Work to complete:
Please copy out the records that follow, word for word.

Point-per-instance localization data
╔══
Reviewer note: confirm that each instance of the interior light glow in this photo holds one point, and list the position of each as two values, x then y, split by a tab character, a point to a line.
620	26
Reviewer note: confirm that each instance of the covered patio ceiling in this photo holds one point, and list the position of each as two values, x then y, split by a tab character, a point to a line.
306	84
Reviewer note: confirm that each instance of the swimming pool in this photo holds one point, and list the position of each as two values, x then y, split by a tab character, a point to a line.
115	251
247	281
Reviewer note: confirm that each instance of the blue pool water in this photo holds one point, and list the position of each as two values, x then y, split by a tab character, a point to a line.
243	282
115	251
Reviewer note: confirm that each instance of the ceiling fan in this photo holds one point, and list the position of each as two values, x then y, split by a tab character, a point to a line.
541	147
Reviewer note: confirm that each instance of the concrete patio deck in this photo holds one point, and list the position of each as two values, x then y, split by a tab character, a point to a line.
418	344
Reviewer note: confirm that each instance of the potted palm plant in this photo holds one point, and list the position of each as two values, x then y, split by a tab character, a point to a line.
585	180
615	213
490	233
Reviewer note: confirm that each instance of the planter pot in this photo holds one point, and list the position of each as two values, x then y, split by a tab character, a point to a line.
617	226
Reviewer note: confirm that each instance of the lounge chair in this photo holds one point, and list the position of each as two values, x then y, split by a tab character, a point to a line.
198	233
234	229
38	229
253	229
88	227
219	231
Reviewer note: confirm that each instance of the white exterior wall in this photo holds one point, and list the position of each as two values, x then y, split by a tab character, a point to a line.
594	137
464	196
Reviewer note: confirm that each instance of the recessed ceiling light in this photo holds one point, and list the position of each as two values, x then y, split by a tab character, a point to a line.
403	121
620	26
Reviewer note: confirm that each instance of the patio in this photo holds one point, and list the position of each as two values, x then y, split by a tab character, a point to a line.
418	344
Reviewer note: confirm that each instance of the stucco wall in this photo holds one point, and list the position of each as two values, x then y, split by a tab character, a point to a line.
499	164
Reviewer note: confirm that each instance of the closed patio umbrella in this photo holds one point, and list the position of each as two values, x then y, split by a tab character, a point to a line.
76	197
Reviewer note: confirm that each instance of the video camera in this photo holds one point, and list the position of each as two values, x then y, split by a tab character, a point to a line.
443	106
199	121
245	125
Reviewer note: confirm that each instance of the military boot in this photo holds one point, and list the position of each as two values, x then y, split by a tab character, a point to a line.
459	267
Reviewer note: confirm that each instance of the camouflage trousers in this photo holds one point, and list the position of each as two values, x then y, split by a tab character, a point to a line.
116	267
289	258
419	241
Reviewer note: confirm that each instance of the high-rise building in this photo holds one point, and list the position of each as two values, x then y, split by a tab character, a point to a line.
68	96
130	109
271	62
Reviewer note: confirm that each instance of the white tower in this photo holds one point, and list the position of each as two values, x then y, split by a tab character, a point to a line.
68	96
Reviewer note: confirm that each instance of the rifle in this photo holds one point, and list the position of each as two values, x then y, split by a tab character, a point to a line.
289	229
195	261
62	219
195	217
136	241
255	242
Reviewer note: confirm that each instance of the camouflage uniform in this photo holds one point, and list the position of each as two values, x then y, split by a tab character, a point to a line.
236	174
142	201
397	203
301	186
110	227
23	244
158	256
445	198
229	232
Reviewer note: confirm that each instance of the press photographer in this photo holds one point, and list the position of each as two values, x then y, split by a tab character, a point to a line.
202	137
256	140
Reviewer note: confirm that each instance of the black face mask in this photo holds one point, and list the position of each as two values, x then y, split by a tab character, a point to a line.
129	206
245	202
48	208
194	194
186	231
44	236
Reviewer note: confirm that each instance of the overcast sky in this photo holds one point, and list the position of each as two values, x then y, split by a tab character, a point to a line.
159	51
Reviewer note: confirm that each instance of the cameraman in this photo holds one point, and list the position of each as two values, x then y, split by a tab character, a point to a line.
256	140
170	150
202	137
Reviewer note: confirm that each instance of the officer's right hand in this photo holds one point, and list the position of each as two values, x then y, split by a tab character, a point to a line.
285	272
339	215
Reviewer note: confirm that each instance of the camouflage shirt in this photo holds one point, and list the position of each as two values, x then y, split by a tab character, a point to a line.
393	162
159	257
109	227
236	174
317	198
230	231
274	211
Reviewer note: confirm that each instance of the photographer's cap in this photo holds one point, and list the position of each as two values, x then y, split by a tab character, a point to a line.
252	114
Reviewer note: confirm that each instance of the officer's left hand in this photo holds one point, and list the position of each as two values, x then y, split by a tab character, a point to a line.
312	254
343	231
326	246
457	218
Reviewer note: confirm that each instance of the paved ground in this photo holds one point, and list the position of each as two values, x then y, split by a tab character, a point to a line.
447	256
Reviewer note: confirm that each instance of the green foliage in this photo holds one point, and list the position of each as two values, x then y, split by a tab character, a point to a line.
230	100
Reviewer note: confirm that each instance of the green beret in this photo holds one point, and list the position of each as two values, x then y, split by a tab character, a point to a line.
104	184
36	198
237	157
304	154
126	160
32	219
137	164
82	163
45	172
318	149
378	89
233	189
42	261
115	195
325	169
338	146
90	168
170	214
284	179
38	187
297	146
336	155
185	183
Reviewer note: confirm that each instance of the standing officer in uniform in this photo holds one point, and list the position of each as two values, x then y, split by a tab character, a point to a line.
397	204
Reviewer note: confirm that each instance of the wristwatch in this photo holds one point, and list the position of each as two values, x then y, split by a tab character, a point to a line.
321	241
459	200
╚══
Answer to this exercise:
Reviewer note: confirm that each instance of the interior light glow in this photo holds one point, and list the position of each as two values, x then y, split by a tab character, a point to a line.
620	26
Reviewer note: confirm that each instance of the covered patio ceiling in this photo holds one point, and list the position of each as two values, x then y, split by a tab character, a point to a line.
306	84
Reviewer note: confirm that each instance of the swimming pool in this photo holds one point, and list the position of each as two values, x then y, split by a tab character, a point to a line.
115	251
247	281
Reviewer note: confirm that each instance of the blue pool water in this photo holds one point, and list the position of each as two values, x then y, split by a tab character, a point to a line.
243	282
115	251
Reviewer note: confirm that each instance of the ceiling fan in this photo holds one point, and list the position of each as two values, x then y, split by a tab character, a point to a line.
541	147
Reviewer note: confirm that each instance of the concrete patio deck in this photo holds one point, and list the position of each as two values, x then y, split by a tab character, a point to a line.
418	344
Reviewer note: confirm that each instance of the potted palm plant in this photo holds one point, and list the position of each as two values, x then y, split by a tab character, a point to a line.
585	180
615	213
490	233
Reviewer note: confirm that each instance of the planter pot in this photo holds one point, and list the position of each as two values, x then y, split by a tab character, a point to a line.
617	226
Reviewer note: confirm that each instance of the lounge chair in this photo holds one point, and list the position of each as two values, x then y, split by a tab character, a point to a line.
198	233
234	229
38	229
253	229
88	227
219	231
Reviewer note: confirm that each instance of the white exterior wall in this photo holds one point, and list the position of each as two values, x then y, split by a tab character, a point to a line.
594	137
464	196
Reviewer note: confirm that each instance of the recessed ceiling light in this photo holds one point, and list the position of each as two values, x then y, split by a tab character, a point to a line.
403	121
620	26
Reviewer note: confirm that each instance of the patio in this photo holds one point, and list the position of each as two values, x then y, split by a tab character, a point to a line.
418	344
Reviewer note: confirm that each instance of the stucco wall in this photo holds one point, and list the position of each as two values, x then y, split by a tab character, a point to a line.
499	164
Reviewer note: confirm that each instance of the closed patio umbrella in this photo holds one point, and list the position of each as two values, x then y, split by a tab character, a point to a line.
76	197
Reviewer note: confirm that each instance of the video camera in this photo holds one point, and list the position of each as two values, x then y, split by a tab character, a point to a line.
443	106
199	121
245	125
Reviewer note: confirm that each instance of the military boot in this photo holds one point, and list the position of each as two values, x then y, split by a tab character, a point to a line.
459	267
Reviewer note: confirm that each instance of the camouflage trousers in this photo holds one point, and list the position of each as two values, x then y, split by a tab character, a point to a line.
116	267
289	258
419	241
Reviewer note: confirm that each instance of the high-rise building in this photo holds one point, and list the position of each as two values, x then y, split by a tab character, a point to a line.
68	96
130	109
271	62
Reviewer note: confirm that each instance of the white tower in this photo holds one point, and list the position of each as two values, x then y, split by a tab character, a point to a line.
68	96
Reviewer note: confirm that each instance of the rifle in this photo holds one point, and list the position of each as two values, x then y, split by a tab character, a point to a line.
289	229
195	261
62	219
195	217
136	241
255	242
Reviewer note: confirm that each instance of the camouflage uniform in this photo holds one point, and list the position of each as two values, x then y, split by a tab character, a point to a line.
236	174
142	201
397	203
301	186
110	227
23	244
158	256
445	198
229	232
Reviewer note: confirm that each instance of the press photographer in this photo holds one point, and list the position of each as two values, x then y, split by a tab character, a point to a line.
202	137
256	140
Reviewer note: confirm that each instance of the black face mask in this photo holds one point, and list the position of each as two values, x then y, split by a tab character, a point to a line.
129	206
245	202
48	208
194	194
186	231
44	236
Reviewer note: confirm that each instance of the overcast sky in this photo holds one point, and list the position of each as two values, x then y, split by a tab character, a point to a line.
159	51
Reviewer note: confirm that each instance of the cameraman in this photo holds one point, and list the position of each as two values, x then y, split by a tab character, a point to a line.
256	140
170	150
202	137
Reviewer note: confirm that each instance of the officer's right hand in this photo holds one point, and list the position of each as two values, x then y, split by a tab character, a point to a line.
285	272
339	215
Reviewer note: confirm that each instance of the camouflage shirt in this photo holds one point, and list the position of each as two values, x then y, split by a tab character, a point to a line.
393	162
159	257
109	227
236	174
317	198
230	231
274	211
Reviewer note: confirm that each instance of the photographer's cap in this photo holds one point, and list the position of each as two values, x then y, split by a tab character, a point to a line.
252	114
Reviewer note: confirm that each instance of the officer's left hand in this photo holds one point, and list the position of each as two values, x then y, split by a tab character, a point to a line.
312	254
343	231
326	246
457	218
Reviewer note: confirm that each instance of the paved ground in this photo holds one point, and list the position of each as two values, x then y, split by a tab character, a point to a line.
447	256
Reviewer note: confirm that each instance of the green foliage in this photo holds one point, and list the position of each as two values, x then y, split by a tab character, a point to a line.
230	100
Reviewer note: confirm that each instance of the green beret in this photo holds one point, and list the position of each as two values, x then y, split by a tab character, a point to a line.
104	184
36	198
237	157
304	154
126	160
32	219
137	164
82	163
45	172
318	149
378	89
233	189
42	261
115	195
325	169
338	146
90	168
170	214
284	179
38	187
297	146
336	155
185	183
Reviewer note: confirm that each instance of the standing officer in uniform in this photo holds one point, and list the position of each as two values, x then y, split by a tab character, a point to a line.
397	204
Reviewer note: confirm that each instance of the wristwatch in this photo holds one point, and list the position of each as two values, x then y, split by a tab character, a point to a line.
321	241
459	200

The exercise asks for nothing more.